* [WRITTEN TASK 1] In the article on procurement trends, copy the passage starting at "1. The growing" and ending at "people, and processes.".
* [WRITTEN TASK 2] Translate this sentence from the procurement trends article into Spanish: "Here are our five trends and predictions driving procurement in 2024."
* [WRITTEN TASK 3] Continue the article on procurement trends for 2024 from the point where it stops.
─── READING PASSAGE
In 2023, our procurement predictions focused on five key areas: 

  1. The growing emphasis on burnout prevention.
  2. A pivot towards simplifying complex data and process management.
  3. The urgency around IT and developer shortages.
  4. The effects of rising inflation.
  5. Growing investments in procurement technology.

We also predicted that the thriving companies will be the ones replacing short-term solutions and spending on more long-term strategic investments in technology, people, and processes. 

Going into 2024, the focus will remain on growing tech spend; the spotlight will also shine on areas like talent development and the transformation of procurement into a more strategic player as an orchestrator of business value. 

Here are our five trends and predictions driving procurement in 2024. 

1. Greater investments in AI, automation, and analytics

It’s estimated that by 2031, the global procurement analytics market will reach $32.3 billion — and leaders are preparing for an increase in spending with many preparing to make larger Investments in technology like AI, automation, and data analytics.

In the Amazon Business report on procurement data, 98% of respondents report having plans for investments in analytics and insights tools, automation, and AI for their procurement operations in the next few years. 

The primary drivers of this strategic move heavily lean on increasing efficiency, improving productivity, reducing errors, and generating greater cost savings. In analyzing each of these drivers for adopting process automation software and getting to the root of these results, it’s clear that procurement teams are in need of a solution that not only improves day-to-day operations but also future process demands as they arise — independent of IT and without compromising agility.

Pipefy’s survey of business and IT leaders found that for more than 50% of all respondents, the leading benefit of applying AI to existing process automation initiatives was better use of employee time. Drilling into the data for anticipated benefits, it’s clear that these larger investments in technology are necessary for more reliable access to data and faster, more advantageous decision-making. 

In addition to efficiency, productivity, and competitive gains, the cost and speed of deploying no-code process automation software creates even more gains in terms of operational maintenance and development costs and time. The result is an acutely streamlined tech stack free of process or capability gaps, reduced risk, better use of employee time, and accelerated (and accurate) change management. 

2. More time for value-adding work

Ninety-five percent of decision-makers say their organization has to outsource procurement activities to third parties due to the fact that pressing operational needs outpace readily available resources like talent, skills, or systems needed to adequately support and complete projects. Between this limited capacity and a need for agility, outsourced work primarily falls to strategic activities, transactional activities, and tech or support systems. This outsourced work not only leads to incurred costs, but it also leads to incurred risks.
──────
─── RECORD EXTRACTS
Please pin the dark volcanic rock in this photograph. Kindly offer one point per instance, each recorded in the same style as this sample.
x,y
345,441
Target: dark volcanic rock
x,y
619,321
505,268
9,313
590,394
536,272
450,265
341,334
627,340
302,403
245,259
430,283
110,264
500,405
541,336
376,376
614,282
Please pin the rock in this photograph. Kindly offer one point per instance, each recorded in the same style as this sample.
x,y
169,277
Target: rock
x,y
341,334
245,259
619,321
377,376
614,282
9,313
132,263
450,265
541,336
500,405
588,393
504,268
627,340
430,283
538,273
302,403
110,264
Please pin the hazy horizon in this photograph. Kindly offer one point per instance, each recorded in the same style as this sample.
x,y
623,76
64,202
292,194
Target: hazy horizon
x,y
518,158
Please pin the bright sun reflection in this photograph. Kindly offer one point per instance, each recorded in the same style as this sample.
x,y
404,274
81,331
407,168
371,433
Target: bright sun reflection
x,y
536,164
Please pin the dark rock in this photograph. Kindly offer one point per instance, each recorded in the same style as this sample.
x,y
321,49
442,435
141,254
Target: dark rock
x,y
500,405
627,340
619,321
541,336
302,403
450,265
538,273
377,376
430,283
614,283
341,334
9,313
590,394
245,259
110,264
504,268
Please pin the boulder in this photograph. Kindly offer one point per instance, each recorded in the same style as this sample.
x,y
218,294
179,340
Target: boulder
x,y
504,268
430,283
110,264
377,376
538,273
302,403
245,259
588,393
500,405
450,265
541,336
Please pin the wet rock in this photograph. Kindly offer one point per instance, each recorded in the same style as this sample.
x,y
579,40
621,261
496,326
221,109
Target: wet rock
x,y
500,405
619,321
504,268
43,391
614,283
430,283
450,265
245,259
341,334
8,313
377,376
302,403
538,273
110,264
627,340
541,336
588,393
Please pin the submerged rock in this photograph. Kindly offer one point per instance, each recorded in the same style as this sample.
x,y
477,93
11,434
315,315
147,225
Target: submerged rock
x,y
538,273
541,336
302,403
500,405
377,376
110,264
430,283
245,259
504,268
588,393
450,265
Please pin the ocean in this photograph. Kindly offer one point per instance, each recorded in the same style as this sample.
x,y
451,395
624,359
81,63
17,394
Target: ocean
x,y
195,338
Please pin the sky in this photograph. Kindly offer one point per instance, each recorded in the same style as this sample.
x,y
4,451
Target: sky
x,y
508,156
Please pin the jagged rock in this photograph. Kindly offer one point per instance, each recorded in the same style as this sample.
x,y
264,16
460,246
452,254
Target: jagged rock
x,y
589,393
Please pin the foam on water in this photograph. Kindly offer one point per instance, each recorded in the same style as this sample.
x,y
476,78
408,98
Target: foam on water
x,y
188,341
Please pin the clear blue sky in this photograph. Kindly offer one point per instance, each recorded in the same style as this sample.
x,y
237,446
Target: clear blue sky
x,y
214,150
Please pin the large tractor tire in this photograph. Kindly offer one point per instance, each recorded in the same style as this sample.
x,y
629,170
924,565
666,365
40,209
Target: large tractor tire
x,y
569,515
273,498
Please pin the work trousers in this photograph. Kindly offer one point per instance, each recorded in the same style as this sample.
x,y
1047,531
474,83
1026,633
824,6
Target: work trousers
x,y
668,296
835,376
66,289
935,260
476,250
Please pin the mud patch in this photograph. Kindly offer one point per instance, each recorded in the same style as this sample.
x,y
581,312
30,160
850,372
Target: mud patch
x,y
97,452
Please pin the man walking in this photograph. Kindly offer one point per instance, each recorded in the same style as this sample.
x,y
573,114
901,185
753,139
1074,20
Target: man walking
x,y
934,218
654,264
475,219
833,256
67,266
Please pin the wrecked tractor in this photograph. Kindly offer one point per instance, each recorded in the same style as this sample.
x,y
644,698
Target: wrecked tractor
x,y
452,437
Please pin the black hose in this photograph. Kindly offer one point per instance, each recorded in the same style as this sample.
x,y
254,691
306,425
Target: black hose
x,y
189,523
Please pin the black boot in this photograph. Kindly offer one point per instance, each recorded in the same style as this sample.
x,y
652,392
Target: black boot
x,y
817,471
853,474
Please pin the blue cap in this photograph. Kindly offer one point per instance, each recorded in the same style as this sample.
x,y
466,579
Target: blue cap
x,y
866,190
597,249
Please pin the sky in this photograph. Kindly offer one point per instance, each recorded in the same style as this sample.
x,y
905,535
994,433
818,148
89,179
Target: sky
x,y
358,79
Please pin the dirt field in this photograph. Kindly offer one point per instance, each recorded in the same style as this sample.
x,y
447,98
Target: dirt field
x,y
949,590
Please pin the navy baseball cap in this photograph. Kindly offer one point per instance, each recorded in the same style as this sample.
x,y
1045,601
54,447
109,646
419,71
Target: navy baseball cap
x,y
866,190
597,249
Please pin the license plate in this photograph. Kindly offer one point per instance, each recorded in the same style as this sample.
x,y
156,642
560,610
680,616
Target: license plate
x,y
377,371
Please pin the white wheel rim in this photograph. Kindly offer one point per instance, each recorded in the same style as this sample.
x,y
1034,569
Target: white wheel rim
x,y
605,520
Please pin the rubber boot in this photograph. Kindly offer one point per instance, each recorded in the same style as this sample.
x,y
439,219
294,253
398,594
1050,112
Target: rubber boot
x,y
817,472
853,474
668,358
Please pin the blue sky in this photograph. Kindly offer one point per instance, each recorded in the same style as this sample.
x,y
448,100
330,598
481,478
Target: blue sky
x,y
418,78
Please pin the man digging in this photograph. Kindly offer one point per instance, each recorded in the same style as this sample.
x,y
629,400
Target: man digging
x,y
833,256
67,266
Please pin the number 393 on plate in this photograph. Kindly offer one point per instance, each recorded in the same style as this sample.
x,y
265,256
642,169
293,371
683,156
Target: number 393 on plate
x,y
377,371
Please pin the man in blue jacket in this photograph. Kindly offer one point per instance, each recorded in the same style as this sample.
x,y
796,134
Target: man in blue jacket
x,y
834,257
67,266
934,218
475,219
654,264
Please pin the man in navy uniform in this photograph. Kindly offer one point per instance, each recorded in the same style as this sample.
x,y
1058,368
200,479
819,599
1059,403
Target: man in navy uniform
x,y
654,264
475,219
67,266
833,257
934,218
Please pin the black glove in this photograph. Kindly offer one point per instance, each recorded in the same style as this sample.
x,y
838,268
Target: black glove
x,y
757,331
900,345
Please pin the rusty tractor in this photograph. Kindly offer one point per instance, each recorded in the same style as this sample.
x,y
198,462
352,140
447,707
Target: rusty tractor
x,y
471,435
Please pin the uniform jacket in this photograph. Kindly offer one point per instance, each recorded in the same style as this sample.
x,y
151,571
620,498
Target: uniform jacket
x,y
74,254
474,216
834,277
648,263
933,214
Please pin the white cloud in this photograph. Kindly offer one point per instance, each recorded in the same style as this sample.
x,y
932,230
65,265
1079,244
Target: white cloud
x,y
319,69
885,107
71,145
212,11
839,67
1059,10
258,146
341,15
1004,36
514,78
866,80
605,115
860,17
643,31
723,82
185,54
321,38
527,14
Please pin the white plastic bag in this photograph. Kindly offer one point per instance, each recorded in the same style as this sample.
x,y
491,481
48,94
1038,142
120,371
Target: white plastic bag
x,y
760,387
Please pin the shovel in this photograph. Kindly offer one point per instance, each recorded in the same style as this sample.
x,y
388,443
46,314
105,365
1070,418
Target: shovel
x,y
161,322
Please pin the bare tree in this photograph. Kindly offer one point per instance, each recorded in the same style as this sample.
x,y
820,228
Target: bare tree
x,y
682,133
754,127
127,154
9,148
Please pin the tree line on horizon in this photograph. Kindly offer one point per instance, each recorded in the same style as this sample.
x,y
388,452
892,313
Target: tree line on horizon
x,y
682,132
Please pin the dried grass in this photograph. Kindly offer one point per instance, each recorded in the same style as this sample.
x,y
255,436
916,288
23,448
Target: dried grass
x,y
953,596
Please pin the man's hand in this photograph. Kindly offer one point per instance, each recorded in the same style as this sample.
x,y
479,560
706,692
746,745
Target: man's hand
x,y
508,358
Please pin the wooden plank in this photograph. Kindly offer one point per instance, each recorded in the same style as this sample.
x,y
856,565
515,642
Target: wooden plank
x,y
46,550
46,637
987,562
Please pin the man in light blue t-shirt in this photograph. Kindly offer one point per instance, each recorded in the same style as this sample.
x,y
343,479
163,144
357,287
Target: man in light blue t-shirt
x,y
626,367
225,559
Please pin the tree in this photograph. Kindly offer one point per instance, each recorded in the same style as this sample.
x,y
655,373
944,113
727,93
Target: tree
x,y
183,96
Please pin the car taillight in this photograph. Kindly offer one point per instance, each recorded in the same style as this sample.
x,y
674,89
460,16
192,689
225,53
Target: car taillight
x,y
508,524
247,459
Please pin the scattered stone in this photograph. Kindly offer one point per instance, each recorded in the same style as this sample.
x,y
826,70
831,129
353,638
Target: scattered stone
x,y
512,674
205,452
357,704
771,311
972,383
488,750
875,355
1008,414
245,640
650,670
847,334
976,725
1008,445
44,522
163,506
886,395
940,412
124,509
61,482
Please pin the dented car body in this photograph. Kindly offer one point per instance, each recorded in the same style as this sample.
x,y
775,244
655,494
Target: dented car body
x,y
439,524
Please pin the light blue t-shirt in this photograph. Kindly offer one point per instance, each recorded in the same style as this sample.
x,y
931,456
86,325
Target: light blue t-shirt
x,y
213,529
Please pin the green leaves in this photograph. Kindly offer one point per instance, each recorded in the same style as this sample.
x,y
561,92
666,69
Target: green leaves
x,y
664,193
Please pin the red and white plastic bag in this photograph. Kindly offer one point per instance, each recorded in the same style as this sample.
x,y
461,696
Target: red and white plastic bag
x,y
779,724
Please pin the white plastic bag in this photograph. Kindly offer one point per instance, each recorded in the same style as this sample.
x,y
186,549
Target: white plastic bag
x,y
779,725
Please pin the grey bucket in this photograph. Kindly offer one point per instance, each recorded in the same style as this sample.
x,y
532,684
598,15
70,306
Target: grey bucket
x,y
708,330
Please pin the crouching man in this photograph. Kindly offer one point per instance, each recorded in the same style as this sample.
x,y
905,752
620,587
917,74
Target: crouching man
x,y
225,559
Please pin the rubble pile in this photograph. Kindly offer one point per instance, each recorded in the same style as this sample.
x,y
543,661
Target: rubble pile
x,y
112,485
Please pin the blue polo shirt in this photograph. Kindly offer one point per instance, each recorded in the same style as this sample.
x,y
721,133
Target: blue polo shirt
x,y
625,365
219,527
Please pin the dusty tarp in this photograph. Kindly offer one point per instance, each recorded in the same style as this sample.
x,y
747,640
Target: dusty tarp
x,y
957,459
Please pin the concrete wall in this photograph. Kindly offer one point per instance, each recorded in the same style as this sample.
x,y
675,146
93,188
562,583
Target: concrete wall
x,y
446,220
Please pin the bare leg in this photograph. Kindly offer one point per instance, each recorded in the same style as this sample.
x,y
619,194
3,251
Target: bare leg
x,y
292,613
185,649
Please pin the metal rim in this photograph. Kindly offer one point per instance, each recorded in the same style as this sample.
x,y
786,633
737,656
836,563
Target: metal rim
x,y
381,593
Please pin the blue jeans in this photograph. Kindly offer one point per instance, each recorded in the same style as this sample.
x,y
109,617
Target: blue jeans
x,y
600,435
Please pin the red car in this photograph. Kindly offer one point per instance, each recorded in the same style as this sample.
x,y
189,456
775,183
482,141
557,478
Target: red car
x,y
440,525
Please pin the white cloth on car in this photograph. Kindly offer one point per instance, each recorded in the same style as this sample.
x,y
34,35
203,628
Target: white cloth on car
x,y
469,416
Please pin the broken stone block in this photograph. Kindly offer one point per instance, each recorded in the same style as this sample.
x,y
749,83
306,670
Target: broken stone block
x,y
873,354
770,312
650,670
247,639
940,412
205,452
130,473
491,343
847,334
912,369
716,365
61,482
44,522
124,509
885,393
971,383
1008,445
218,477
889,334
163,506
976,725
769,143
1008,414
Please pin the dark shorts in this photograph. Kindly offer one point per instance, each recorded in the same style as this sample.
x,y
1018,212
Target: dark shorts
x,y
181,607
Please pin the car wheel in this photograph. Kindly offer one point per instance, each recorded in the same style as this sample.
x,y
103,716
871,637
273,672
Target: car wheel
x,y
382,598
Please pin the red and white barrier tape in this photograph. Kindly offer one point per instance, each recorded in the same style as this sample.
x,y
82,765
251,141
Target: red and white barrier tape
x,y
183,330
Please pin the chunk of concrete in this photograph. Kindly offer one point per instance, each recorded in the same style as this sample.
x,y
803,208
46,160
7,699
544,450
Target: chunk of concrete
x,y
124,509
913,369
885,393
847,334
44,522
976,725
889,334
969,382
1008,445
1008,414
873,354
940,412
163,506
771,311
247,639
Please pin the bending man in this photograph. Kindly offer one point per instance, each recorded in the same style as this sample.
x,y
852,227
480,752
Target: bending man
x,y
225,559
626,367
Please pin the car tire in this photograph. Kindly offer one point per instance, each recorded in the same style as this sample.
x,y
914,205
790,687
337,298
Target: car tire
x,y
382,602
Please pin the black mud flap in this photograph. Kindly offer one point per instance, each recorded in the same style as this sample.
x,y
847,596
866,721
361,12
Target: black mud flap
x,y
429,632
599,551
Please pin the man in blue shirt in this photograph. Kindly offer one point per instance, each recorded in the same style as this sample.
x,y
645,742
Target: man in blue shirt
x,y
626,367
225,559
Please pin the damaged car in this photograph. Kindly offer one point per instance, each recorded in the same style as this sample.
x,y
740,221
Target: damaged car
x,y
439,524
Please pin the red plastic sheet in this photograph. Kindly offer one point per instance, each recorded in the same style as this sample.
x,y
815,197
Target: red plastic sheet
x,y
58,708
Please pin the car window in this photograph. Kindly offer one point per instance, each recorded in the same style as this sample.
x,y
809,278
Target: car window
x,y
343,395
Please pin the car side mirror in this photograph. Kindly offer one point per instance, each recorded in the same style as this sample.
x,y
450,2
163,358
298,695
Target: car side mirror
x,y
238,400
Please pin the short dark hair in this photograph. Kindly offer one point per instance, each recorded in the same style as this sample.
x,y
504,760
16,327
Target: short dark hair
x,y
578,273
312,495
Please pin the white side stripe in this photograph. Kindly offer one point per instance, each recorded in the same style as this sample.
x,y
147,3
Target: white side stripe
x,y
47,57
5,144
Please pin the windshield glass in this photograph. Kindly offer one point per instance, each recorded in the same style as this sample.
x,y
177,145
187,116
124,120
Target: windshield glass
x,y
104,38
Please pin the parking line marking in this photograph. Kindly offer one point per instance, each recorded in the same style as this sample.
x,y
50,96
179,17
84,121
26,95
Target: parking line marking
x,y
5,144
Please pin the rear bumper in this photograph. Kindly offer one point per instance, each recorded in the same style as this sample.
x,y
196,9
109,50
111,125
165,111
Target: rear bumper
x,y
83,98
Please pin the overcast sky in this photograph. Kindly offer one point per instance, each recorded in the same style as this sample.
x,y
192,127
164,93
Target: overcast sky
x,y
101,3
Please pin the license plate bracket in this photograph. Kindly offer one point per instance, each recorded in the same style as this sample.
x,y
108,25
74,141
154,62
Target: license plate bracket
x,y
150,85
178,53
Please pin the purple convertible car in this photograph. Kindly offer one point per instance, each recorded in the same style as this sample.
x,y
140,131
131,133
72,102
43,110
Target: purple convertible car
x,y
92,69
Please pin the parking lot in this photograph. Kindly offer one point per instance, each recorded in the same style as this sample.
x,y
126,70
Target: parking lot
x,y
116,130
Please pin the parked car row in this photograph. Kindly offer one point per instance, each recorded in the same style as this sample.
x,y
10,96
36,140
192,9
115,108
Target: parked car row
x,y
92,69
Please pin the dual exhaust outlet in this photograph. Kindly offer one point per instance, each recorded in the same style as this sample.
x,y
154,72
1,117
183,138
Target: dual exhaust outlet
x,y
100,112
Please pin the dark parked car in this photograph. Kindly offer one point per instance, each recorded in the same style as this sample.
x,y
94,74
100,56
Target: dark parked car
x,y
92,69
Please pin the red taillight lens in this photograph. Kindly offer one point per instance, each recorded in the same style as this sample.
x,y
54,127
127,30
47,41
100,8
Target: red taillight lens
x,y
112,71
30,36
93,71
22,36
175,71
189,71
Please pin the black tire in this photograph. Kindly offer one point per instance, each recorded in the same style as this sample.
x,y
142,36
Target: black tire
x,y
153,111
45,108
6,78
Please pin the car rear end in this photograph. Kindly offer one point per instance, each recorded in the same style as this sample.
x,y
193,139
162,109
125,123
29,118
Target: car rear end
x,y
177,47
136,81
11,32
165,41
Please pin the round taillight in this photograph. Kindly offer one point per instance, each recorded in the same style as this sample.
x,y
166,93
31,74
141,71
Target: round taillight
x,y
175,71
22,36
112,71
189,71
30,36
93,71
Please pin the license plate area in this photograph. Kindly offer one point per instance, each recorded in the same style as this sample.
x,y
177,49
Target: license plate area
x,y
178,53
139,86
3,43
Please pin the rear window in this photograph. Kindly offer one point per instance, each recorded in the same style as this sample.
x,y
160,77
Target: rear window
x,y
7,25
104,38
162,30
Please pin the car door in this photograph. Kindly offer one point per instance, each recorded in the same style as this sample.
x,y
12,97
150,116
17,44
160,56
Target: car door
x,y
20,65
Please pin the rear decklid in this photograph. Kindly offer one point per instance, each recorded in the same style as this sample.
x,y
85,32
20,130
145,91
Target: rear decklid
──────
* [WRITTEN RESPONSE 1]
1. The growing emphasis on burnout prevention.
  2. A pivot towards simplifying complex data and process management.
  3. The urgency around IT and developer shortages.
  4. The effects of rising inflation.
  5. Growing investments in procurement technology.

We also predicted that the thriving companies will be the ones replacing short-term solutions and spending on more long-term strategic investments in technology, people, and processes.

* [WRITTEN RESPONSE 2] Estas son nuestras cinco tendencias y predicciones que impulsan la gestión de compras en 2024.

* [WRITTEN RESPONSE 3]
When surveyed, business and IT leaders reported increased productivity and innovation, greater scalability, and labor/skills shortages among the factors influencing their decision to adopt no-code tools. A lack of agility or flexibility with existing tools was also listed.

Procurement teams also want less time spent on “low-value” work caused by inefficient and manual purchasing processes so they can focus on innovative high-level activities. According to the Amazon Business procurement report, 91% of respondents reported that their purchasing processes were currently set up in a way that restricts non-procurement staff and creates additional manual and repetitive work for procurement teams. 

3. Developing future strategic advisors within procurement

A recent Gartner survey found that only 14% of procurement leaders feel confident in their team’s ability to meet their department’s future needs as certain competencies have grown in importance over more traditional procurement skills. Among the areas that gained importance over the last year are business acumen (69%) and technology and data skills (68%). 

“Procurement leaders are generally confident in the current state of their talent and the ability to meet their near-term objectives,” says Fareen Mehrzai, senior director analyst in Gartner’s Supply Chain Practice. “However, our data shows that chief procurement officers (CPOs) are worried about the future and having sufficient talent to meet transformative goals based around technology, as well as the ability to serve as a strategic advisor to the business.”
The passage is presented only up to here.